Trecho da fonte →
┌──
Carlos Drummond de Andrade: na rota de uma pedra-poema
Por André Cintra
Quase oito décadas depois de sua publicação, No Meio do Caminho – o poema-fetiche, a pedra-poema – não pára de suscitar especulações. Escrita em 1924, a mais célebre composição de Carlos Drummond de Andrade veio a público
Publicado 21/08/2007 18:17
Mas qual analista, questiona Michel Haar, “pode explicar a fascinação sempre nova exercida por tal ou qual obra, ouvida, lida ou vista por nós dezenas de vezes? Ele estaria renunciando a seu ofício, pois teria compreendido por que a obra de arte ultrapassa de pronto todas as interpretações que dela se venha a dar”.
De qualquer forma, no ano de 1967, a Editora do Autor lançou Uma Pedra no Meio do Caminho – Biografia de um Poema, com seleção e montagem do próprio Drummond e estudo de Arnaldo Saraiva. É aí que o poeta mineiro ataca a discussão. De acordo com ele, seu poema “não pretende expor nenhum fato de ordem moral, psicológica ou filosófica”. Apenas quer “dar a sensação de monotonia e chateação, a começar pelas palavras”.
Não é incomum que um escritor se sinta impelido a dar esclarecimentos sobre uma composição sua, sobre a obra que escreveu, sobre as idéias que deixou no papel. Aldous Huxley esperou alguns anos para reler sua obra-prima, Admirável Mundo Novo, e escrever-lhe um prefácio autocrítico, em que analisa os vícios e as imperfeições da trama. Num caso mais radical, Oscar Wilde teve de explicar, sob juramento, os detalhes mais polêmicos de seus escritos. As obras Madame Bovary, de Gustave Flaubert, e As Flores do Mal, de Charles Baudelaire, também motivaram processos contra seus autores, acusados de subversão moral.
└──
Objetivo declarado 1 → Relacione os escritores estrangeiros citados no último parágrafo do trecho sobre o poema de Drummond como exemplos de autores que explicaram ou tiveram de justificar suas obras.
Objetivo declarado 2 →
Responda, com base no trecho sobre o poema de Drummond:
(a) Em que ano foi escrito No Meio do Caminho?
(b) Qual editora lançou Uma Pedra no Meio do Caminho – Biografia de um Poema, e em que ano?
(c) Quem assina o estudo que acompanha esse livro?
Objetivo declarado 3 → Retome o trecho sobre o poema de Drummond, prosseguindo a partir de sua última frase.

Informações fornecidas →
┌──
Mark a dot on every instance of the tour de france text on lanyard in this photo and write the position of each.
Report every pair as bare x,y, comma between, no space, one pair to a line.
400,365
└──
Resposta final 1 →
Aldous Huxley
Oscar Wilde
Gustave Flaubert
Charles Baudelaire

Resposta final 2 →
(a) Em 1924.
(b) A Editora do Autor, em 1967.
(c) Arnaldo Saraiva.

Resposta final 3 →
Em No Meio do Caminho ninguém viu crime algum. Mas, à época de seu lançamento, o poema chocou os mais puristas. “Entro para a antologia, não sem registrar que sou o autor confesso de certo poema, insignificante em si, mas que a partir de 1928 vem escandalizando meu tempo, e serve até hoje para dividir no Brasil as pessoas em duas categorias mentais”, assinalou Drummond.
Nunca ficaram muito claras as tais categorias, mas pode-se dizer que a nova incógnita não era mais importante que a notável pedra – o acontecimento súbito na trajetória do poeta. Em 1930, Drummond resolveu incluir No Meio do Caminho em seu primeiro livro, Alguma Poesia, fazendo perseverar a polêmica. Ali estavam, provavelmente, os versos mais conhecidos e provocantes da poesia drummondiana:
No meio do caminho tinha uma pedra
tinha uma pedra no meio do caminho
tinha uma pedra
no meio do caminho tinha uma pedra.
Nunca me esquecerei desse acontecimento
na vida de minhas retinas tão fatigadas.
Nunca me esquecerei que no meio do caminho
tinha uma pedra
tinha uma pedra no meio do caminho
no meio do caminho tinha uma pedra.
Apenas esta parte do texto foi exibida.